Could you give the data below again, exactly and completely?

Collected data:
════════════════════
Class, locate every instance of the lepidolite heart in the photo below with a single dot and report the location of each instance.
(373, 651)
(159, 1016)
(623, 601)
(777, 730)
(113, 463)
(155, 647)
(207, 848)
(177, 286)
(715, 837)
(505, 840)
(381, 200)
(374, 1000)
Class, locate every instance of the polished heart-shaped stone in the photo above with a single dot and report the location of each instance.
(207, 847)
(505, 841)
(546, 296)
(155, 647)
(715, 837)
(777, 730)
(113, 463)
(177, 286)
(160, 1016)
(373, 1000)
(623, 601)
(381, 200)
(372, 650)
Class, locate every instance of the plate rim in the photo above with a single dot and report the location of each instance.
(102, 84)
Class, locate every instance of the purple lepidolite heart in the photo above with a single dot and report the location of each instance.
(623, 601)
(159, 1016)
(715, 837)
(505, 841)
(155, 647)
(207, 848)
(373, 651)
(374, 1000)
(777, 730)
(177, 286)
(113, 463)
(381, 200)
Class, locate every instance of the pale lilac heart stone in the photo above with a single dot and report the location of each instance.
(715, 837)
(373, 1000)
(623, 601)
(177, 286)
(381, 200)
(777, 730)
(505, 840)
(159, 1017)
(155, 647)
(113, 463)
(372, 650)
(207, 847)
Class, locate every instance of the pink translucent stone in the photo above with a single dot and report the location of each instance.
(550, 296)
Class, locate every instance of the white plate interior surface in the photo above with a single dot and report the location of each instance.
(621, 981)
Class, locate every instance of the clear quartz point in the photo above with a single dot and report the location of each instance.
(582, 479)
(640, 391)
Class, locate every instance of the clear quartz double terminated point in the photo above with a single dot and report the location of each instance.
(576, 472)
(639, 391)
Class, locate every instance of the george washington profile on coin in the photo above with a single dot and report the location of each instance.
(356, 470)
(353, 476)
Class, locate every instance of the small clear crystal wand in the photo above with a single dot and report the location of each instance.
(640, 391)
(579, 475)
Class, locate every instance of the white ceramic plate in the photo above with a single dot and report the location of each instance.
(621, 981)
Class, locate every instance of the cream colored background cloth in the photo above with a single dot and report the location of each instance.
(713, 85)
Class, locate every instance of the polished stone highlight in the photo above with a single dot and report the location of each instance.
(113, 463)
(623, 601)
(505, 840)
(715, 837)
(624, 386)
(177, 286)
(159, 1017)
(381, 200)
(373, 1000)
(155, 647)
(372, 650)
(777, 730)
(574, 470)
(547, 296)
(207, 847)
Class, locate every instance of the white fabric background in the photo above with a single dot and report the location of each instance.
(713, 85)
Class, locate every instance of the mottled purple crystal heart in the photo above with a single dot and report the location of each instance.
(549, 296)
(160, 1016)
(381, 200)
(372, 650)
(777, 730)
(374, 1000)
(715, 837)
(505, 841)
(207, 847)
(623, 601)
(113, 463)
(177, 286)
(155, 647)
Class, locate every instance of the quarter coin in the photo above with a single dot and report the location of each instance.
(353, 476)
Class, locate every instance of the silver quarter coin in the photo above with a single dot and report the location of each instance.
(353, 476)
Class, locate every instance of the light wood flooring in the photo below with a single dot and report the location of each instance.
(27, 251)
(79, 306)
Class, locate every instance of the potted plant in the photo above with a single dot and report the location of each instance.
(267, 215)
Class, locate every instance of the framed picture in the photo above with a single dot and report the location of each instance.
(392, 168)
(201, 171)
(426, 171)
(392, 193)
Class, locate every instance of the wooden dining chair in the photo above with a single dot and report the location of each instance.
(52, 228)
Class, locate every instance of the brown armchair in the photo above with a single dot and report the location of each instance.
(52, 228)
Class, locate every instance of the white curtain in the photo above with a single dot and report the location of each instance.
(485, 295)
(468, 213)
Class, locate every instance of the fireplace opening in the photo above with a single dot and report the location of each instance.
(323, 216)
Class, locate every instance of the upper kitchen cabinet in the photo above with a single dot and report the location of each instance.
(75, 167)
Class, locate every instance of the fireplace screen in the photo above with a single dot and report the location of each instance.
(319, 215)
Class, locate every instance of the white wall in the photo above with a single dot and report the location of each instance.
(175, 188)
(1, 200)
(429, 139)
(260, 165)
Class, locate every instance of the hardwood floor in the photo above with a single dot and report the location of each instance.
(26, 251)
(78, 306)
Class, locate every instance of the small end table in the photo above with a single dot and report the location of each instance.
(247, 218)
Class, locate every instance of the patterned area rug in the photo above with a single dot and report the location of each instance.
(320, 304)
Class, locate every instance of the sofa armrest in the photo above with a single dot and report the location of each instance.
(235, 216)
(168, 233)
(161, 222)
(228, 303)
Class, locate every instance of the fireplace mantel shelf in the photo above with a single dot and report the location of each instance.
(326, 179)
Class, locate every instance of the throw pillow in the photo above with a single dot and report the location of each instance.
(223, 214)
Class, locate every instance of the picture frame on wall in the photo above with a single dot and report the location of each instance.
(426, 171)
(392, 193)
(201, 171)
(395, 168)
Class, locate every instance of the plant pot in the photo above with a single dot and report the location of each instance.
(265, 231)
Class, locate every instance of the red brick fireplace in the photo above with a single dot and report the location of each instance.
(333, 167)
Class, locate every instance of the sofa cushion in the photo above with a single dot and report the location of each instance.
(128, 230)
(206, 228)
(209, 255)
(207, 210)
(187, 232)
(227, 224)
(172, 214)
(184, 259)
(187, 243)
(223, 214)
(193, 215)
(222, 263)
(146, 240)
════════════════════
▶ _FINISHED TASK_
Class, locate every instance of the lepidolite heart in the photo below with a single dot and report the location of each instance.
(373, 651)
(159, 1016)
(623, 601)
(777, 730)
(113, 463)
(155, 647)
(207, 848)
(177, 286)
(715, 837)
(505, 840)
(381, 200)
(374, 1000)
Class, locate every instance of the polished heart-shaped stone in the photo above with a single dot and report the location of each instance.
(207, 847)
(505, 841)
(546, 296)
(155, 647)
(715, 837)
(777, 730)
(113, 463)
(177, 286)
(160, 1016)
(373, 1000)
(623, 601)
(381, 200)
(372, 650)
Class, locate every instance of the plate rim in the photo above with a single dot and report the location of each instance.
(102, 84)
Class, locate every instance of the purple lepidolite heart in the photo above with a single dot and report the location of each instance.
(623, 601)
(159, 1016)
(715, 837)
(505, 841)
(155, 647)
(207, 848)
(373, 651)
(374, 1000)
(777, 730)
(177, 286)
(113, 463)
(381, 200)
Class, locate every instance of the pale lilac heart stone in the photo above with a single dot and report the location of each instance.
(715, 837)
(373, 1000)
(623, 601)
(177, 286)
(381, 200)
(777, 730)
(505, 840)
(159, 1017)
(155, 647)
(113, 463)
(372, 650)
(207, 847)
Class, locate every instance of the pink translucent stone in the photo above with a single dot and report the location of each instance.
(550, 296)
Class, locate every instance of the white plate interior surface in the photo above with a single dot and report the location of each instance.
(621, 981)
Class, locate every instance of the clear quartz point in the photo above with a single dot and report the location of each instance.
(582, 479)
(640, 391)
Class, locate every instance of the clear quartz double terminated point in the photo above with a single dot and report the location of each instance.
(576, 472)
(639, 391)
Class, locate every instance of the george washington profile on coin in the photo above with a single dot and report the location of each instance.
(356, 470)
(353, 476)
Class, locate every instance of the small clear crystal wand in the photo above with a single dot and report the location of each instance.
(640, 391)
(579, 475)
Class, locate every instance of the white ceramic plate in the photo above with a single dot and report the location of each instance.
(621, 981)
Class, locate every instance of the cream colored background cloth in the photo above with a single dot and report the location of each instance.
(713, 85)
Class, locate every instance of the polished stone highlight in the photo above with a single dot and report the location of each instance.
(113, 463)
(623, 601)
(505, 840)
(715, 837)
(624, 386)
(177, 286)
(159, 1017)
(381, 200)
(373, 1000)
(155, 647)
(372, 650)
(777, 730)
(574, 470)
(547, 296)
(207, 847)
Class, locate every instance of the white fabric background in the photo above with a single dot and report the location of each instance.
(713, 85)
Class, locate every instance of the mottled purple crystal heart in the photo above with a single dot and report the location of each instance.
(549, 296)
(160, 1016)
(381, 200)
(372, 650)
(777, 730)
(374, 1000)
(715, 837)
(505, 841)
(207, 847)
(623, 601)
(113, 463)
(177, 286)
(155, 647)
Class, locate every instance of the quarter coin in the photo above with a single dot and report the location of each instance.
(353, 476)
Class, locate every instance of the silver quarter coin in the photo above with a single dot and report the location of each instance.
(353, 476)
Class, locate every instance of the light wood flooring in the photo below with a single dot and report the location of each instance.
(27, 251)
(79, 306)
Class, locate every instance of the potted plant in the photo above with a single dot and report the location of each instance.
(267, 215)
Class, locate every instance of the framed picture in the photo above with a single dot and report the location of each instance.
(392, 168)
(201, 171)
(426, 171)
(392, 193)
Class, locate every instance of the wooden dining chair in the photo above with a single dot and report the location of each instance.
(52, 228)
Class, locate every instance of the brown armchair in the photo above with a single dot and report the location of each instance.
(52, 228)
Class, locate every instance of the white curtain in the photo above with a single dot and report the location of each instance.
(485, 295)
(468, 213)
Class, locate every instance of the fireplace opening in the photo above with a single dot and report the location of each instance.
(323, 216)
Class, locate every instance of the upper kitchen cabinet in the photo above with a single dot and report the location of each instance.
(75, 167)
Class, locate every instance of the fireplace screen in the photo above with a single dot and report the location of each instance.
(319, 215)
Class, locate every instance of the white wall in the photo above with a single dot and report the location of each instance.
(175, 188)
(1, 200)
(429, 139)
(260, 165)
Class, locate every instance of the hardwood floor in the photo above with a single dot and report the location of each instance.
(26, 251)
(78, 306)
Class, locate every instance of the small end table in the photo above with a single dot and report the location of each instance.
(247, 218)
Class, locate every instance of the patterned area rug in the photo above with a single dot and report the location of each instance.
(320, 304)
Class, locate every instance of the sofa armrest in the photo above with a single dot and report the location of each instance.
(235, 216)
(168, 233)
(161, 222)
(228, 303)
Class, locate every instance of the fireplace mantel shelf in the photo above with a single dot and report the location of each instance.
(326, 179)
Class, locate every instance of the throw pillow in the photo above with a single dot and report the location of each instance.
(223, 214)
Class, locate every instance of the picture frame on wall in the photo above with a single dot and report the location of each instance.
(426, 171)
(392, 193)
(201, 171)
(395, 168)
Class, locate every instance of the plant pot in the photo above with a single dot and report the location of each instance.
(265, 231)
Class, locate every instance of the red brick fireplace in the photo above with a single dot and report the location of each instance.
(333, 167)
Class, locate every instance of the sofa cushion in the photo above with a single dot and report the location of each instance.
(128, 230)
(206, 228)
(209, 255)
(207, 210)
(187, 232)
(227, 224)
(172, 214)
(184, 259)
(187, 243)
(223, 214)
(193, 215)
(222, 263)
(146, 240)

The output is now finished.